> THE REQUEST
In the records below, locate the line containing "Indicate the blue"; output that line and every following line through the last, exactly.
#### DATA SECTION ####
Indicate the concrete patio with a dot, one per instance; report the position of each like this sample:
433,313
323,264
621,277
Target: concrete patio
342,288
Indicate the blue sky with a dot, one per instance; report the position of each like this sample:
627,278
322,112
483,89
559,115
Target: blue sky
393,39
####
> PROBLEM SOLUTION
Indicate the blue sky with a dot, one per instance; report the position of each like this sample:
627,278
322,112
483,89
559,115
Target: blue sky
393,39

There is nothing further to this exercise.